## BRIEF
Rewrite the stretch from the line containing "green grass pitch" through the end of the records, switching "pitch" to "field" and keeping everything else unchanged.
* Start DATA EXTRACT *
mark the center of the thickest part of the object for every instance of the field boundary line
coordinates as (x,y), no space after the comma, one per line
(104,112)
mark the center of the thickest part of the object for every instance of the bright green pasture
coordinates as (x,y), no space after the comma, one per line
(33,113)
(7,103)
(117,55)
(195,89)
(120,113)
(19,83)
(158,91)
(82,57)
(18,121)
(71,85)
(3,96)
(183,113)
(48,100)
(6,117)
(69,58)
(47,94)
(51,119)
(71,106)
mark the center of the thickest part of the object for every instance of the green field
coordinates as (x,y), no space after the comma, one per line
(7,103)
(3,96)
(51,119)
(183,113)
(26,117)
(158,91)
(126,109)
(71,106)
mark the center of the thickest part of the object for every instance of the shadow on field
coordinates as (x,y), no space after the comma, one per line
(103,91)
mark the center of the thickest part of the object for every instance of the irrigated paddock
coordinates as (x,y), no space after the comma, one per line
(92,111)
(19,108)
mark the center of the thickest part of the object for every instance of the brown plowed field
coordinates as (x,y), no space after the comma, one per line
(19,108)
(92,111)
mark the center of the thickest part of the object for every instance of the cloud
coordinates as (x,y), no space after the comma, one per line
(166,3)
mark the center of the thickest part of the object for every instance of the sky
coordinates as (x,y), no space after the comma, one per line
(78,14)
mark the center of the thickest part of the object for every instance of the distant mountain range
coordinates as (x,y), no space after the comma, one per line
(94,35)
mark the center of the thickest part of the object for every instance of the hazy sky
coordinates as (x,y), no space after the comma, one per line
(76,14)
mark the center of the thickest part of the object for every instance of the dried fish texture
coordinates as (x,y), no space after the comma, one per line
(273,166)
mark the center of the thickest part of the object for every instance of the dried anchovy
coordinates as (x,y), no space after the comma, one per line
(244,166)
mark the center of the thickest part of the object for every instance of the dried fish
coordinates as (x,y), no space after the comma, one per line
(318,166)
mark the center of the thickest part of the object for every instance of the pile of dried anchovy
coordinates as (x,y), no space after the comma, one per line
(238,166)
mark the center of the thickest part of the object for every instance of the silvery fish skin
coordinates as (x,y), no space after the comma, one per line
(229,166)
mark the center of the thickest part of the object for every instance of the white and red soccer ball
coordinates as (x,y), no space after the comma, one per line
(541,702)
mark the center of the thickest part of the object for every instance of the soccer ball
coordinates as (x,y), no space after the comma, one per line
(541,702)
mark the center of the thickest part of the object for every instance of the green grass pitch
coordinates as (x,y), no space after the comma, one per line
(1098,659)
* End DATA EXTRACT *
## SOLUTION FOR THIS TASK
mark the center of the thickest part of the object for every instance of the green grass field
coordinates as (x,y), no space after the comma, one per line
(1098,659)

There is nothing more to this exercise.